### AIM OF THE TASK:
Return the data word for word. Pictures are to be omitted.

#### DATA EXCERPTS

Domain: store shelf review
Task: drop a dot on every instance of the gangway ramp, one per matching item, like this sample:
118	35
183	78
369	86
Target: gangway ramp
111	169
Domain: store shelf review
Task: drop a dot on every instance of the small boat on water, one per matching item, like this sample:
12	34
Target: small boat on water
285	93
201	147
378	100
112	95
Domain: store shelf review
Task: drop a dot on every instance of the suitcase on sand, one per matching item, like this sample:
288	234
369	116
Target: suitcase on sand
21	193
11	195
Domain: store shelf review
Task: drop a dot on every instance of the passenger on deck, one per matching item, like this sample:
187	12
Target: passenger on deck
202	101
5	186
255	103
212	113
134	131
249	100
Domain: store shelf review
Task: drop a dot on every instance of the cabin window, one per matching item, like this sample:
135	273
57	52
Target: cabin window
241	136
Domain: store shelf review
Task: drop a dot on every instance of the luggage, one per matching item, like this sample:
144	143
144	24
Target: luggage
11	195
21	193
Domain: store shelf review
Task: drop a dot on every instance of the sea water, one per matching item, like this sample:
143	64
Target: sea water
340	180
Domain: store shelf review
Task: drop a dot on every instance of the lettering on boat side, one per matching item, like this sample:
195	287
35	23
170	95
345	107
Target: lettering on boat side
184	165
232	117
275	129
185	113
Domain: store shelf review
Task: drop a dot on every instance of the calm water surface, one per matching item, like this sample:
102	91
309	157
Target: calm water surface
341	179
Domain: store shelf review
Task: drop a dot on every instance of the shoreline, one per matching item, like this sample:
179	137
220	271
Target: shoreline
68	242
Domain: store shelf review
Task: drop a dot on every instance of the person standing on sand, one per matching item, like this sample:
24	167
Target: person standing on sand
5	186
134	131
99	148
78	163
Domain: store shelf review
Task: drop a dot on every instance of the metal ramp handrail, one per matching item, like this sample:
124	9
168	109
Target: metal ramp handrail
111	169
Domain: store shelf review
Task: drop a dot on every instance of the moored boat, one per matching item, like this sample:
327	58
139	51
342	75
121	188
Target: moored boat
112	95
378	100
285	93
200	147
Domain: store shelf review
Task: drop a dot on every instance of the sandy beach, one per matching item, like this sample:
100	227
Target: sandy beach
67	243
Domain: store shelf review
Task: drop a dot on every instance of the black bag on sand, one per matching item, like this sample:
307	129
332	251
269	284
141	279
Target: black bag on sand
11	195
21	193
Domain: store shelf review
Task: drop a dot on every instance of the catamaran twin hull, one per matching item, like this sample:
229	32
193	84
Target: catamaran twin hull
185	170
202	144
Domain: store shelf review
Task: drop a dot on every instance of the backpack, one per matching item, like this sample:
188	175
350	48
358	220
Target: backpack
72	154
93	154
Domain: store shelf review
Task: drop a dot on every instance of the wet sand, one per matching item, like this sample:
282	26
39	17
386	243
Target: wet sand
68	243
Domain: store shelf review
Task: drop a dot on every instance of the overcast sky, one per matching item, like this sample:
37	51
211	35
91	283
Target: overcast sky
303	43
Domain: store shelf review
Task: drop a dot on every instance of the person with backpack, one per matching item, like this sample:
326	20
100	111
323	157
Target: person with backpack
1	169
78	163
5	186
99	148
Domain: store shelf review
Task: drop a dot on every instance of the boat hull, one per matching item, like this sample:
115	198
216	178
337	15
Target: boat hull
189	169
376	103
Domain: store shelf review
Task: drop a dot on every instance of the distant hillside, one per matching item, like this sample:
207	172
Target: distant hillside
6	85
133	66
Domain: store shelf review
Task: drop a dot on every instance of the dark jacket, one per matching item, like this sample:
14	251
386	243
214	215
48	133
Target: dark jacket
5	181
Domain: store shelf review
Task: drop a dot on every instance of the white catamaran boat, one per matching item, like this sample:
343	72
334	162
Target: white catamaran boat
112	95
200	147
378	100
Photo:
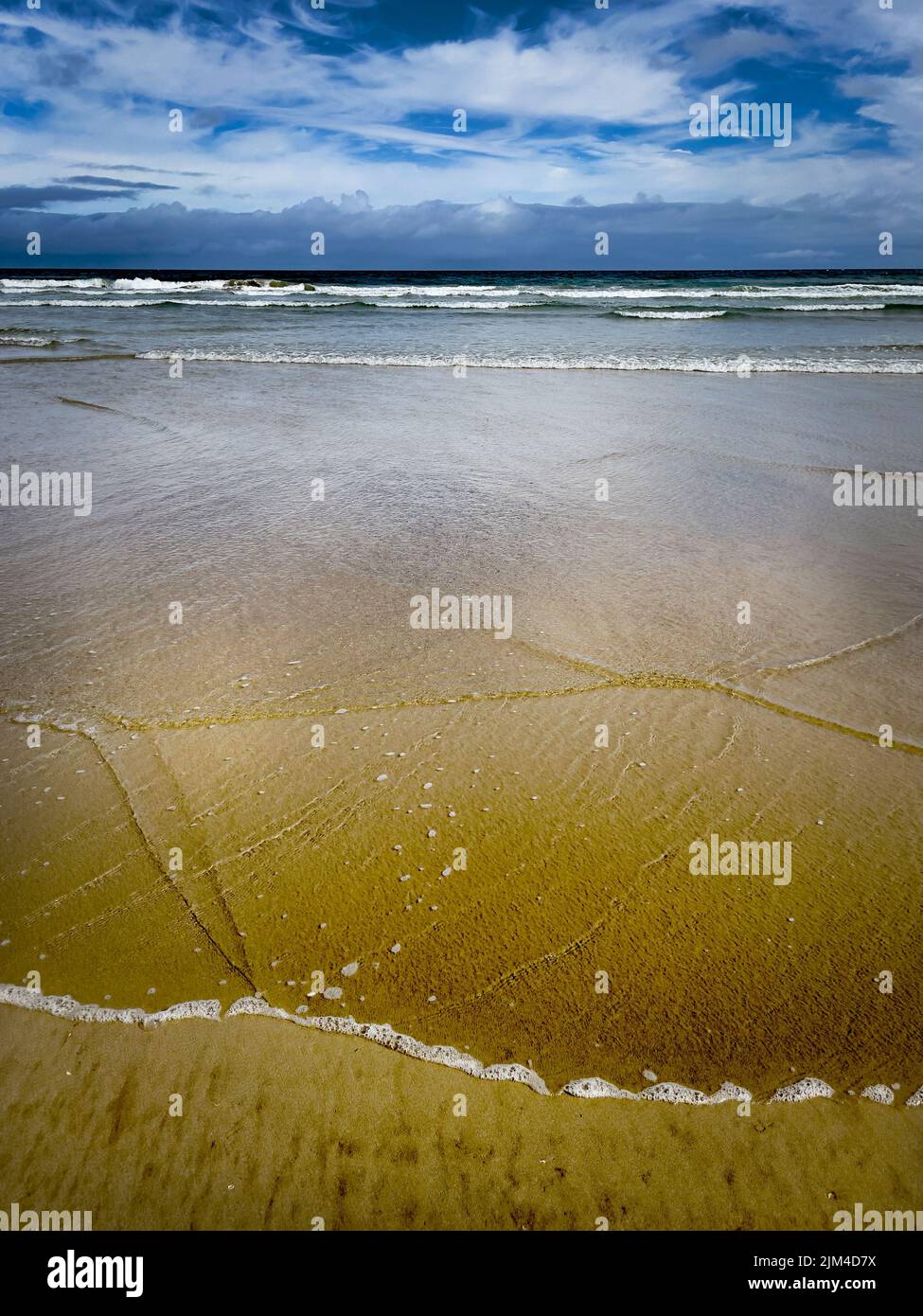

########

### SOLVED EXERCISE:
Domain: store shelf review
Task: drop a dot on every instance of the gangway ramp, one per matching item, like this sample:
118	35
183	78
369	86
Target: gangway ramp
111	169
Domain: store shelf review
Task: drop a dot on every instance of the small boat on water, one per matching item, like this sample:
12	34
Target: small boat on water
285	93
201	147
378	100
112	95
Domain: store shelf review
Task: drop a dot on every instance of the suitcase on sand, one per matching item, like this sample:
288	234
369	116
Target: suitcase on sand
21	193
11	195
Domain: store shelf review
Task: drop a dot on every instance of the passenger on deck, one per matching item, like this sample:
187	12
Target: passenger on deck
202	101
5	186
255	103
212	113
134	131
249	100
Domain: store shelf review
Task: drop a dot on every instance of the cabin window, one per matching item, like this sample:
135	273
57	52
Target: cabin window
241	136
Domain: store shelf review
Task: drop a dot on every instance of the luggage, one per matching item, like this sample:
144	143
144	24
Target: luggage
11	195
21	193
Domain: store shelf review
Task: drop a dot on every instance of the sea water, one per matching item, like this sample:
143	64
Target: sea water
340	180
Domain: store shelf review
Task: drop a dot on every instance of the lettering on boat side, one per matching item, like this sample:
195	287
35	23
170	95
345	107
Target: lettering on boat side
184	165
232	117
275	129
185	113
Domain: store shelf review
Task: drop a dot on every instance of the calm water surface, one per matching item, like this sample:
102	91
309	157
Target: calm water surface
341	179
Domain: store shelf review
Task: drop a dot on every instance of the shoreline, one per matching item, like this sample:
179	137
220	271
Target: shoreline
68	242
Domain: store shelf review
Task: drop a dot on every instance of the person standing on sand, one per matching item, like this sample:
24	167
Target: person standing on sand
5	186
134	131
99	148
78	163
Domain: store shelf review
Task: drop a dot on every instance of the metal ramp handrail, one per matching item, like this sample:
124	9
168	109
Target: metal ramp handrail
111	169
Domain: store shelf review
Task: drop a dot on every instance of the moored boat, one per matching item, like this sample:
327	58
139	51
342	75
121	188
Target: moored boat
112	95
378	100
285	93
200	147
Domain: store shelf review
Task: drop a dot on every instance of the sandy beach, one per matching item, like this sample:
100	227
Target: sandy beach
67	243
Domain: store shelf review
Task: drop a dot on every instance of the black bag on sand, one per matching item, like this sample:
307	129
332	251
269	284
141	279
Target: black bag on sand
11	195
21	193
Domain: store shelf review
Task: drop a dot on every instance of the catamaran twin hull, one per matching item, like this sample:
229	32
193	84
Target: catamaran twin hull
185	170
202	144
Domain: store shelf review
Task: drop a dot on every instance of the backpack, one per matching item, like this sample:
188	175
350	48
358	220
Target: backpack
72	154
93	154
Domain: store shelf review
Task: drop a dot on every instance of the wet sand, one per matching item, like this sample:
282	26
39	17
386	243
Target: wet sand
68	243
Domain: store shelf review
Task: drop a dot on every instance of the overcast sky, one per matching item, like this sample:
37	51
211	35
91	283
Target: overcast sky
303	43
Domain: store shelf review
Task: drop a dot on every instance of the person with backpack, one per matching item, like this sample:
326	20
100	111
323	157
Target: person with backpack
1	169
78	163
5	186
99	148
Domain: store shelf review
Task: drop a dot on every instance of the boat hull, one per matching item, like this sample:
115	198
216	178
337	15
Target: boat hull
189	169
376	103
Domain: store shelf review
Task: drop a dot on every instance of the distant hillside, one per matching item, like this sample:
207	172
Target: distant hillside
6	85
133	66
Domain: store shelf review
Task: drop a dot on every instance of the dark jacket, one per matching item, like this sample:
14	251
386	243
214	215
48	133
Target: dark jacket
5	181
Domain: store shelf review
Task: drop a dot on every instance of the white catamaran boat, one per matching item, like this sample:
343	72
334	162
Target: white catamaran boat
112	95
200	147
378	100
Photo:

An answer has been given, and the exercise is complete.